**PAGE EXCERPT**
____________
[the Indigo]'s diary

119202  Link to this entry 
Written about Wednesday 2003-12-31
Written: (7495 days ago)

these are my two lists i made while in wyoming:

ATTRIBUTES MOST APPRECIATED IN GUYS

-anything other than blond hair (occasional exception)
-green or blue eyes (hazel is welcome as well)
-soft lips (yay for chapstick!)
-fuzzy hair ^.^
-oval face
-normal or muscular body
-not too short (please!)

__Personality

-funny/sense of humor
-likes animals
-runs/does sports
-smart

THINGS MY FAMILY (MOMS SIDE) ALL HAVE IN COMMON

-cant live without a dog
-men (most)wear cowboy boots/hats
-women cook
-women sew, do photobooks, homey stuff like that (except for me)
-have a particular liking for jeans
-appreciate good food (not always the fancy stuff, usually cafe, bakery, etc.)
-have a sense of humor
-make fun of each other
-artistic
-enjoy watching an occasional football game (i blame the superbowl)
-wears plaid (maybe that's where the obsession came from)

113500  Link to this entry 
Written about Tuesday 2003-12-16
Written: (7510 days ago)
____________
**MATERIAL PROVIDED**
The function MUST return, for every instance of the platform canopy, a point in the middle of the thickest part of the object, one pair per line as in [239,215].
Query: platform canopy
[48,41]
____________
**WHAT YOU WILL DO**
1 > According to the diary entry, where were the two lists made?
2 > Give the diary entry again from "[the Indigo]'s diary" to "hair (occasional exception)", substituting "red" for "blond".

**TASK-BY-TASK ANSWERS**
1 > In Wyoming.

2 >
[the Indigo]'s diary

119202  Link to this entry 
Written about Wednesday 2003-12-31
Written: (7495 days ago)

these are my two lists i made while in wyoming:

ATTRIBUTES MOST APPRECIATED IN GUYS

-anything other than red hair (occasional exception)